Andrea: In my itinerary, I am like the crown princess of Norway or something. From this minute to this minute, I’m here, from this minute to this minute like the logistics. Reminds me when I used to work with the Embassy of Japan and had to organize a diplomatic trip, but it is part of the way that I feel I’m paying my dues because I don’t take it lightly that jet fuel is a precious commodity. I always….for example, if I have a free lunch and I’m traveling, I will reach out to the community and just like on Twitter and say…I’m going to be having lunch, I’m near here, who knows the place and who wants to come over? Sometimes, I’ve seen people who said..hey, once with Andrea, you pay $20 and the first person who buys it, buys my lunch and sits beside. All of a sudden, we have a table of ten people or ten leads for coaching and you get to know and may leave with a few clients. So these are all creative ideas on how you can make the most out of traveling if you choose to do it.

» **THINGS TO DO**:
[A] List every proper name that appears in the travel passage.
[B] Carry on the travel passage, picking up right after its final sentence.

» **DATASET EXCERPTS**:
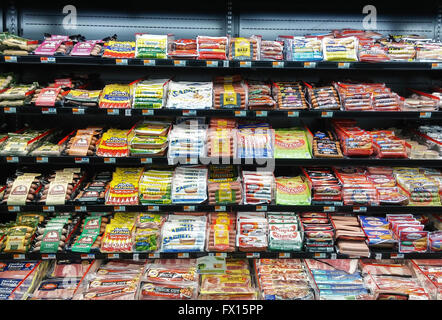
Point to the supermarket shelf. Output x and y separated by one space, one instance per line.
136 62
292 114
136 161
193 255
77 207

» **ANSWERS GIVEN**:
[A] Andrea, Norway, Embassy of Japan, Twitter

[B]
Robyn: Look, I do exactly the same and you know it honestly was insane. The last three nights…because the main reason I’m over here now is the ICF Conference in Taiwan, in Taipei which was brilliant, by the way. So that was great, but while coming all the way over here, and I was flying back through Hong Kong but with two hours in the airport, why do that if I can actually turn it into an overnight and also going Shenzhen where we have 20 graduates. So I added on these three nights, but seriously, we have arrived….like getting off the plane, on the ferry over to China into Zhuhai which was the first city. I think we arrived at 11:00 pm and then we had the event 10:00 am the next morning. Then the whole day was full, then on the ferry, back to Shenzhen, arrived at 5:00 pm. The meet up was at 6:30. Then to Hong Kong, arrived at around 4:30 and the meet up was at 6:00 so just an hour in between each time we arrived somewhere.
And Sunny, who I’m traveling with, she got to Hong Kong last night and she looked terrible. I said, you know what, Sunny, why don’t you just spend the night in a hotel and she nearly kissed me. She was so exhausted, but it’s funny because I think it’s a….what they told me, I’m not saying that Sunny is a weakling by any means, but back to what you said about the utmost skill of managing your energy, I sort of forget that….actually, I have a great capacity for this because I really manage it. I manage what I’m eating, when I’m sleeping, I’ve grown all mapped out and I push through and get it all done, but it takes practice, I think.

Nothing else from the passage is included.